> [Task objective]:
Beneath this line sits some data. Return only its lines from the one holding "Target: crowd of spectators" through the one holding "Target: bird feeder roof", inclusive, exactly, with the images removed.

Extracted material Block Start

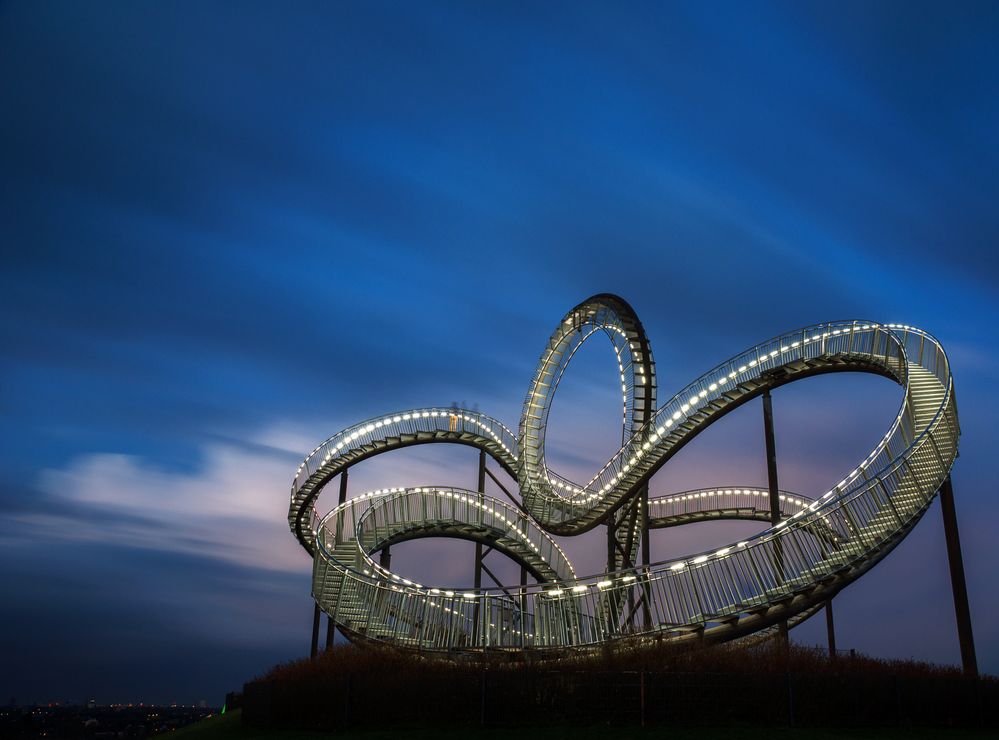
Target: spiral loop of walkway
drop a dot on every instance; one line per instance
(783, 573)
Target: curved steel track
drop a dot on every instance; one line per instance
(783, 573)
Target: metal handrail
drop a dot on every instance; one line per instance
(867, 512)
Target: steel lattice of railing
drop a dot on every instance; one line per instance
(784, 572)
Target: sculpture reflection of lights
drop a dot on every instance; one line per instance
(783, 573)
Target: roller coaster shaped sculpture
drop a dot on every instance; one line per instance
(782, 575)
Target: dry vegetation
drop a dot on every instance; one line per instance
(723, 685)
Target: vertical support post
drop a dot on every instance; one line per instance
(523, 606)
(343, 488)
(646, 559)
(330, 625)
(315, 632)
(830, 629)
(768, 433)
(962, 611)
(477, 575)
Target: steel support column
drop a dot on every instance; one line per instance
(646, 559)
(768, 433)
(830, 630)
(315, 631)
(957, 582)
(477, 575)
(330, 625)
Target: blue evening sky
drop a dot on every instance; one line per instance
(230, 230)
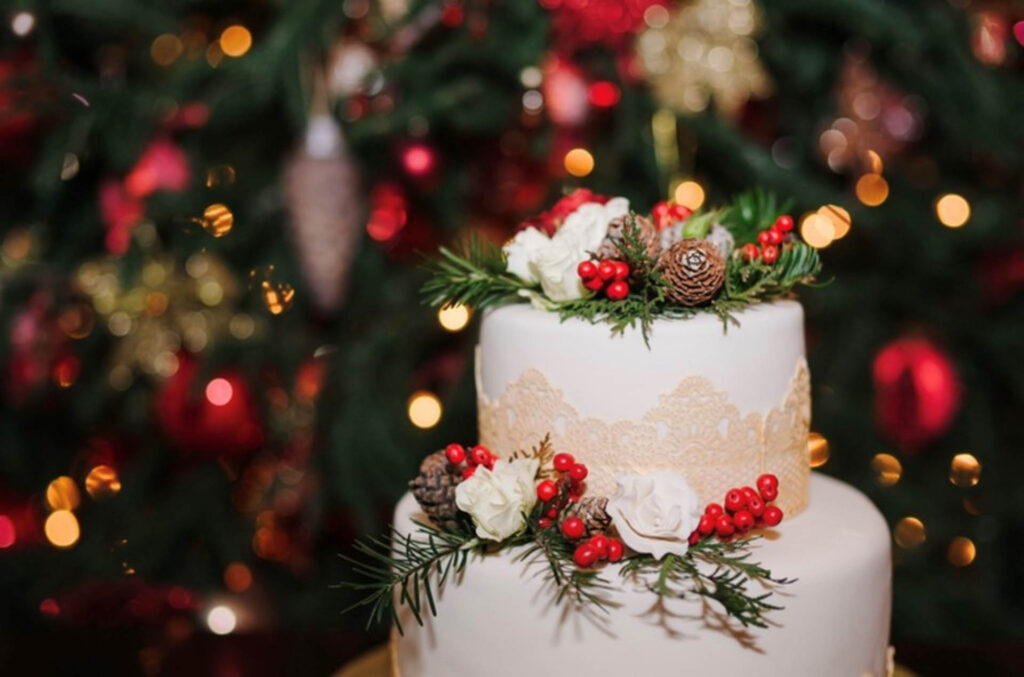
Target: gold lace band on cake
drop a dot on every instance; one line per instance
(694, 430)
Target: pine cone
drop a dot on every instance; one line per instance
(648, 234)
(434, 490)
(592, 511)
(695, 270)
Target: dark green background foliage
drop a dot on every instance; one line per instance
(897, 272)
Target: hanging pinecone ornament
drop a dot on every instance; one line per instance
(694, 269)
(434, 490)
(327, 209)
(616, 229)
(592, 510)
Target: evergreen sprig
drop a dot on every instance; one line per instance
(713, 569)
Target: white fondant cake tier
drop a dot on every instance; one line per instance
(498, 620)
(720, 407)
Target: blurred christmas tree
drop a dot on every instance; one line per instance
(216, 369)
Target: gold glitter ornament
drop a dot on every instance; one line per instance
(706, 52)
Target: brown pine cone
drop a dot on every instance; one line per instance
(694, 269)
(592, 511)
(648, 234)
(434, 490)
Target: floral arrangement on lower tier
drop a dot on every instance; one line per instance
(652, 530)
(591, 257)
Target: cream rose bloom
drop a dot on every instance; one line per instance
(534, 257)
(654, 513)
(499, 500)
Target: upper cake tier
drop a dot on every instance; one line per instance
(719, 407)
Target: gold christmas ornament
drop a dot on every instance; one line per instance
(694, 269)
(706, 51)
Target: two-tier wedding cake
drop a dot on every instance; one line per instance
(641, 499)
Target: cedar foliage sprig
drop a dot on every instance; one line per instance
(414, 565)
(713, 569)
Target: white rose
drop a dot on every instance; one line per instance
(655, 513)
(499, 500)
(522, 251)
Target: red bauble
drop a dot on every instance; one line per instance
(186, 412)
(916, 391)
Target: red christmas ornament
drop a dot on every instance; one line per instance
(188, 415)
(916, 391)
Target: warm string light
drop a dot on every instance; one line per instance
(454, 318)
(952, 210)
(424, 409)
(817, 450)
(965, 471)
(909, 533)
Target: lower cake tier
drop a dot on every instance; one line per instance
(499, 619)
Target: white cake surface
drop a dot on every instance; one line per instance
(499, 619)
(719, 406)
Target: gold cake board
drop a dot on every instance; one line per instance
(379, 663)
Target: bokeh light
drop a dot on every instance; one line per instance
(61, 529)
(690, 195)
(236, 40)
(61, 494)
(962, 551)
(221, 620)
(424, 409)
(454, 318)
(909, 533)
(965, 470)
(952, 210)
(817, 450)
(219, 391)
(579, 162)
(102, 482)
(888, 469)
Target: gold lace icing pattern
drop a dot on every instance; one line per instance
(694, 430)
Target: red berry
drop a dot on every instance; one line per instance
(735, 500)
(784, 222)
(480, 455)
(456, 454)
(707, 524)
(767, 479)
(616, 291)
(724, 526)
(572, 529)
(578, 472)
(587, 269)
(756, 506)
(614, 550)
(743, 520)
(547, 491)
(622, 270)
(773, 515)
(585, 556)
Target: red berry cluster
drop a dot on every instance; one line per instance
(665, 214)
(744, 509)
(770, 241)
(605, 274)
(475, 457)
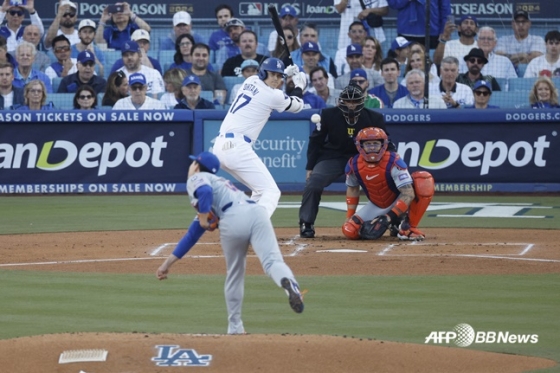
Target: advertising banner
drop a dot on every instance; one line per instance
(137, 152)
(307, 10)
(84, 156)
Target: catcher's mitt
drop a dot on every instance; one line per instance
(373, 229)
(213, 221)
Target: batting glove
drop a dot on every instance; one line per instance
(300, 80)
(291, 70)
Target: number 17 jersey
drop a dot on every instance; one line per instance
(252, 107)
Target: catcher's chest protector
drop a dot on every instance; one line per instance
(376, 180)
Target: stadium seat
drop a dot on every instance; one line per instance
(521, 84)
(208, 95)
(521, 69)
(166, 58)
(56, 84)
(510, 100)
(503, 82)
(62, 101)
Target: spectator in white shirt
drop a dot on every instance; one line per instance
(458, 48)
(138, 100)
(132, 59)
(547, 64)
(415, 99)
(497, 66)
(521, 47)
(455, 95)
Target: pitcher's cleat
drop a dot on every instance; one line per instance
(294, 295)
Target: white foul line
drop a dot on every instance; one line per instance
(526, 250)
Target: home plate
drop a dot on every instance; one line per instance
(342, 251)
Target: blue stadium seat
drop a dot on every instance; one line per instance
(56, 84)
(166, 59)
(61, 101)
(512, 100)
(521, 84)
(503, 82)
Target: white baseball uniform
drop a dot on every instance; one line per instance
(149, 104)
(153, 78)
(242, 125)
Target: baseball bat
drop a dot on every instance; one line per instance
(278, 26)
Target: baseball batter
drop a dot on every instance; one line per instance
(396, 198)
(258, 96)
(241, 222)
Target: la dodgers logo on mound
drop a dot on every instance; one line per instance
(174, 356)
(463, 335)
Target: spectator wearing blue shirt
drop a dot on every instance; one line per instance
(35, 97)
(142, 37)
(64, 65)
(391, 90)
(85, 75)
(25, 56)
(411, 19)
(116, 29)
(182, 24)
(9, 95)
(191, 91)
(220, 38)
(86, 32)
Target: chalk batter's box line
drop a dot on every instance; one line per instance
(389, 250)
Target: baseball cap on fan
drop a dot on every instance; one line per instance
(69, 3)
(86, 23)
(181, 17)
(521, 13)
(399, 43)
(208, 160)
(140, 34)
(288, 11)
(136, 78)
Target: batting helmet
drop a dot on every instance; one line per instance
(271, 64)
(353, 95)
(371, 134)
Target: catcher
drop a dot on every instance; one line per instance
(397, 200)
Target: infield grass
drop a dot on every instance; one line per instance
(393, 308)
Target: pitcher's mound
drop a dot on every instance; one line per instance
(140, 352)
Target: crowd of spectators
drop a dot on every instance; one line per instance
(468, 61)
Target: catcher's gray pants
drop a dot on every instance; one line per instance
(324, 174)
(240, 226)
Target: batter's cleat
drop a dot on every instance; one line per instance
(411, 234)
(393, 230)
(307, 230)
(294, 295)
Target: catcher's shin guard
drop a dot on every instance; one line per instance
(424, 188)
(351, 229)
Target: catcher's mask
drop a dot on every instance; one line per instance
(351, 102)
(372, 153)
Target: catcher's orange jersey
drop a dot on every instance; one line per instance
(375, 178)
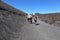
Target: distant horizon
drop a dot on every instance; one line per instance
(36, 6)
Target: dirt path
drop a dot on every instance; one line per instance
(43, 31)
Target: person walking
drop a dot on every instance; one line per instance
(29, 18)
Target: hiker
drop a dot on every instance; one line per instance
(29, 18)
(35, 18)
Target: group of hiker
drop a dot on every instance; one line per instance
(31, 18)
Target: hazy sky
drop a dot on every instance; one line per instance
(35, 6)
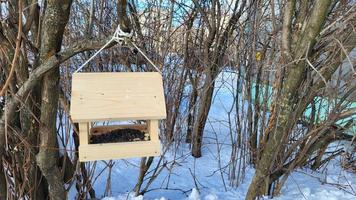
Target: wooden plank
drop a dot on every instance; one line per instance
(153, 130)
(98, 130)
(110, 151)
(83, 133)
(117, 96)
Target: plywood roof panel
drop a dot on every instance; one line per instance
(117, 96)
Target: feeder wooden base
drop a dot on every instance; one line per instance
(110, 151)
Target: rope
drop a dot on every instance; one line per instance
(144, 55)
(119, 36)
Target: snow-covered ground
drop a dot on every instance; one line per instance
(195, 179)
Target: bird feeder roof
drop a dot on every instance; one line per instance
(117, 96)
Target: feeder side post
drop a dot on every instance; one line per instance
(83, 133)
(152, 126)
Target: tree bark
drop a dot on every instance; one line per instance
(279, 129)
(55, 19)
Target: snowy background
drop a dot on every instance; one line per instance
(195, 179)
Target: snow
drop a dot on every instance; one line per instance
(200, 179)
(194, 195)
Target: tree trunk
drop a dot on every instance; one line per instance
(204, 107)
(279, 129)
(55, 19)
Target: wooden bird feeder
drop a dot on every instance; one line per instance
(98, 97)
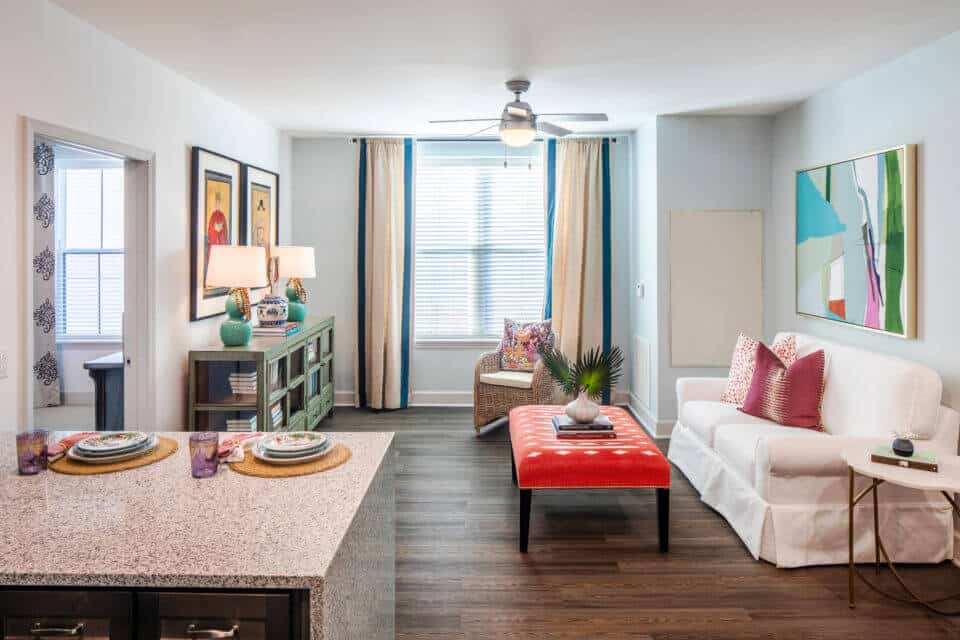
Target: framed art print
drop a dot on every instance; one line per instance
(855, 243)
(215, 213)
(260, 214)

Extracted material Block End

> [Answer space]:
Target: crowd of spectators
drop a dot on every instance; one line per instance
(468, 61)
Target: catcher's gray pants
drop a dot on every instance; one line per instance
(324, 174)
(240, 226)
Target: batter's cleat
drop a dot on every instance; one line per instance
(411, 234)
(393, 230)
(307, 230)
(294, 295)
Target: catcher's shin guard
drop a dot on every instance; one line per instance
(424, 188)
(351, 229)
Target: catcher's mask
drop a dot on every instance; one line per instance
(351, 102)
(372, 153)
Target: catcher's orange jersey
drop a dot on every instance; one line per instance
(375, 178)
Target: distant horizon
drop a dot on every instance; one line per instance
(36, 6)
Target: dirt path
drop a dot on every instance; one line per instance
(43, 31)
Target: person walking
drop a dot on every instance; one line per instance
(29, 18)
Target: hiker
drop a dot on every instance; one line per instance
(29, 18)
(35, 18)
Target: group of hiker
drop a dot on every instance; one line per instance
(31, 18)
Target: hazy sky
drop a dot on every instance; one line per instance
(35, 6)
Target: wooden plank
drop a dot on every instance; one line per instance
(153, 130)
(98, 130)
(110, 151)
(83, 133)
(117, 96)
Target: plywood roof panel
drop a dot on every instance; one line per instance
(117, 96)
Target: feeder wooden base
drop a dot on every instance; one line per instance
(110, 151)
Target: rope
drop a dot on every instance; one line per instance
(144, 55)
(119, 36)
Target: snow-covered ground
drop a dot on every instance; one line per instance
(195, 179)
Target: bird feeder roof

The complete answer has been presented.